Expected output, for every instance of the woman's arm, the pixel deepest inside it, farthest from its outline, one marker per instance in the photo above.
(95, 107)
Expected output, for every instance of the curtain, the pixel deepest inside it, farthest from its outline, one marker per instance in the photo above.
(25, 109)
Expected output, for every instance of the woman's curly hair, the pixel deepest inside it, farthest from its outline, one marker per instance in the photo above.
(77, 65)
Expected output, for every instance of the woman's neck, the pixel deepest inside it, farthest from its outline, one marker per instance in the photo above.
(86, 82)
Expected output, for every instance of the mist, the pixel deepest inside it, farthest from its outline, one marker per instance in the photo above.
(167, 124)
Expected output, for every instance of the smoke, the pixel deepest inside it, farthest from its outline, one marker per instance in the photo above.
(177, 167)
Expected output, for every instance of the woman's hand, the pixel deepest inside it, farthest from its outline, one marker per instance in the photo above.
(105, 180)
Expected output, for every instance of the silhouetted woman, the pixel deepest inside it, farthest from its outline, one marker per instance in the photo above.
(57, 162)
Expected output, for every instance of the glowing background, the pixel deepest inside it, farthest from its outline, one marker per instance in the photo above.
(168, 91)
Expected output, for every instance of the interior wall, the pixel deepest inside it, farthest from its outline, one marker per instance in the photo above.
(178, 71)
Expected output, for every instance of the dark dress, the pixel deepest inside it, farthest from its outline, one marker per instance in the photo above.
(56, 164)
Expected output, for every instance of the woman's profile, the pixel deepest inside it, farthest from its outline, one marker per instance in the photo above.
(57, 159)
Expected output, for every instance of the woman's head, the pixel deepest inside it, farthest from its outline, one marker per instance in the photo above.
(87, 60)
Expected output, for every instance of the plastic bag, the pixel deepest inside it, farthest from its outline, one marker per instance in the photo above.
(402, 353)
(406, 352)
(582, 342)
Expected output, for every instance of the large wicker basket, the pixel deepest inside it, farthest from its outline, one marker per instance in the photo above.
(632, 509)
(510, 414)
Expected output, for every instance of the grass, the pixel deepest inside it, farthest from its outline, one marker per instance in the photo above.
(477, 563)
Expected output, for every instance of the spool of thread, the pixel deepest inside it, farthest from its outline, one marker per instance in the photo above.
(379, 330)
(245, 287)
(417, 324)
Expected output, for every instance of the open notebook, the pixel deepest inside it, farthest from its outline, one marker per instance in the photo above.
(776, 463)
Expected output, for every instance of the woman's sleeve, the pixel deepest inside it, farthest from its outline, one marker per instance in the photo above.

▸ WHAT IS BEING ASKED: Reproduce all of the material above word for word, with no changes.

▸ FINAL ANSWER:
Expected output, for every instance of the woman's arm, the pixel deepest inside it, farthest from its outline, one marker per instance in the photo above.
(95, 107)
Expected output, for every instance of the curtain, the pixel deepest inside it, farthest from its outline, one marker per instance in the photo above.
(25, 109)
Expected output, for every instance of the woman's curly hair, the pixel deepest inside it, farthest from its outline, one marker per instance in the photo above.
(77, 65)
Expected output, for every instance of the woman's neck, the pixel deepest inside it, farthest from its outline, one marker per instance in the photo above.
(86, 82)
Expected output, for every instance of the mist, the pixel deepest inside it, farthest from its outline, one marker per instance in the photo above.
(167, 124)
Expected output, for every instance of the smoke, the pixel deepest inside it, farthest from its outline, one marker per instance in the photo above.
(177, 167)
Expected output, for every instance of the woman's hand, the pixel deepest inside it, farthest from its outline, one marker per instance in the photo above.
(105, 180)
Expected output, for every instance of the silhouetted woman, the pixel deepest inside it, farthest from its outline, one marker per instance in the photo above.
(57, 162)
Expected output, for every instance of the glowing background, the pixel deepest inside it, farthest from its outline, one marker per instance in the photo above.
(168, 91)
Expected output, for every instance of the interior wall, the pixel deepest inside it, farthest from its outline, one marker per instance in the photo above.
(178, 71)
Expected output, for every instance of the dark dress, the pixel deepest inside it, farthest from its outline, one marker per instance in the photo above.
(56, 164)
Expected output, for every instance of the woman's profile, the pixel deepest inside it, farthest from its outline, one marker per instance in the photo above.
(57, 159)
Expected output, for every instance of the woman's head, the pixel deepest inside it, farthest from its outline, one marker per instance in the photo above.
(87, 60)
Expected output, for every instance of the plastic bag, the pixel deepest inside it, farthest from its outline, one marker per instance in the photo above.
(402, 353)
(406, 352)
(582, 342)
Expected output, for every instance of the large wicker basket, the pixel deepest inside it, farthest from its outline, one marker per instance in the photo above.
(632, 509)
(510, 414)
Expected output, for every instance of the grass, the pixel deepest inside it, farthest from its outline, one marker per instance in the photo above.
(477, 563)
Expected output, for every instance of the spool of thread, the pixel deepest inside it, farthest from its outline, one marker per instance in the photo above.
(379, 330)
(245, 287)
(417, 324)
Expected output, for every instance of the open notebook, the pixel deepest inside it, farthest from its outline, one marker per instance in the photo above.
(776, 463)
Expected output, for every instance of the woman's sleeve, the pixel deepest inside it, farthest from its outline, one marker per instance in the photo above.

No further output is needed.